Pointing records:
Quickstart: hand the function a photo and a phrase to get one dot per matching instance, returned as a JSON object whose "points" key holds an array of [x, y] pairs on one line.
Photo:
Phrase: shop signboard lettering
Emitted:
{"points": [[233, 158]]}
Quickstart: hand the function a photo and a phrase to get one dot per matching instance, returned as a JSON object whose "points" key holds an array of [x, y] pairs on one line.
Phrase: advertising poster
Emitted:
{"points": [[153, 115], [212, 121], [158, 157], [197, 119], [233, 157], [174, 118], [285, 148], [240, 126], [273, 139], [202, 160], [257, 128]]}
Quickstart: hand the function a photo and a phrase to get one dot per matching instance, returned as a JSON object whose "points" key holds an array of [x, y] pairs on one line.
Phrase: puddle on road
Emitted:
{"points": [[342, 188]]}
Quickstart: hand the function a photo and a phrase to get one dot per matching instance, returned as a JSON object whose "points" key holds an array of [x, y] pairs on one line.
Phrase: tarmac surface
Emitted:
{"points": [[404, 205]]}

» **Problem to solve**
Format every line of the material above as a Markdown table with the columns "No." and "Entry", numbering the rows in order and leaving out blank lines.

» **The answer**
| No. | Entry |
|---|---|
| 1 | Quickstart: hand the function a photo and a phrase to get one dot per matching instance, returned as a JSON object whose "points" key holds an array of [x, y] pairs on one line. |
| 2 | Photo: |
| 3 | Phrase: shop signboard lettering |
| 4 | Emitted: |
| 5 | {"points": [[233, 158]]} |
| 6 | Quickstart: hand the function a photo and a phrase to get one dot per matching instance, returned as a JSON object whose "points" key holds an array of [x, y] pairs on one line. |
| 7 | Phrase: advertising poster |
| 8 | Emitted: |
| 9 | {"points": [[153, 115], [212, 121], [158, 157], [197, 119], [233, 157], [174, 118], [285, 148], [240, 126], [273, 139], [202, 160], [257, 128]]} |
| 10 | Quickstart: hand the function a photo and a phrase to get one dot per matching instance, returned as a JSON object whose "points" key holds an array of [x, y] pairs on one line. |
| 11 | Phrase: puddle on road |
| 12 | Emitted: |
| 13 | {"points": [[342, 188]]} |
| 14 | Quickstart: hand the function a photo and a phrase to get one dot per matching instance, returned as a JSON object whose "points" key holds an array of [x, y] pairs on one line. |
| 15 | Phrase: tarmac surface |
| 16 | Emitted: |
| 17 | {"points": [[404, 205]]} |